**Passage**
────────────────
People Don't Like You
It’s true. It happens and it’s something we need to deal with. “Poor, poor pitiful me…” as Warren Zevon once sang. Well, believe it or not, this is a good thing! If you have people who are negative towards you or don’t like you it’s probably a good sign (No, really. I’m serious). First, trying to please everybody is a recipe for disaster. Second, if you’re annoying somebody or someone feels negative towards you, in my opinion, you’re doing something right. It means you’re being genuine, that you stand for something and have a focused opinion. You don’t waver. HIGH FIVE! That will almost always guarantee someone won’t like you and, in this age of digital anonymity, they’ll likely tell you.
The biggest obstacle for a lot of us, myself included, is that we focus more on negative opinions and less on positive ones. We could have 20 great emails of support and one mega negative one and it will stick in our brain forever. When you’re eating breakfast, when you’re riding your bike, when you’re talking to a friend. That hurtful e-mail will haunt you.
Recently I’ve had this happen. I received a rather toxic and poisonous message. It felt like I had been sucker punched in the gut. I lost my breath. It took me a day to get over the initial shock.
I then reached out to a fellow author. She said “Congratulations! You’ve made it!” When you trigger someone to write to you in anger, then it means that you’ve hit a nerve. That’s a good thing.
I don’t know about you but I’m guilty of asking for too many opinions. It has stalled projects, made me grumpy and built my monster. Opinions are useful. They can help you move forward or give you another perspective on a situation that you may be stuck in. But, like with all good things, too much is bad for you. When we can’t stop asking, searching for overwhelming support, agreement and “likes”, we ALWAYS end up disappointed. There is never total agreement. Not everyone will support your thought, effort or even restaurant suggestion (go figure!).
Imagine a Frankenstein monster with all of its different pieces stitched together. Each stitched piece is an opinion. You’ve grown to accept them all – the good and the bad. You haven’t discarded the ridiculous, the hurtful or the one from someone who was clearly not paying attention. We need to filter. Analyze. Breathe. Evaluate the comment. Is it constructive? Is there a lesson to be learned? Is it an opportunity to grow?
So, for every negative piece of feedback you receive, think of it as cod liver oil. It doesn’t taste good and will make you wince, but in the end, it’s good for you!
────────────────
Point localization data:
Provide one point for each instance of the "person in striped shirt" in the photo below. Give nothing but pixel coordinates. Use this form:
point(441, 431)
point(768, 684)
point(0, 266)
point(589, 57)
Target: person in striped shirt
────────────────
**What you will do**
(a) In the essay about people not liking you, what substance is negative feedback likened to?
(b) Return the portion of the essay on people not liking you, starting at "The biggest obstacle" and ending at "a good thing.", copied word for word.

**Answers given**
(a) Cod liver oil.

(b)
The biggest obstacle for a lot of us, myself included, is that we focus more on negative opinions and less on positive ones. We could have 20 great emails of support and one mega negative one and it will stick in our brain forever. When you’re eating breakfast, when you’re riding your bike, when you’re talking to a friend. That hurtful e-mail will haunt you.
Recently I’ve had this happen. I received a rather toxic and poisonous message. It felt like I had been sucker punched in the gut. I lost my breath. It took me a day to get over the initial shock.
I then reached out to a fellow author. She said “Congratulations! You’ve made it!” When you trigger someone to write to you in anger, then it means that you’ve hit a nerve. That’s a good thing.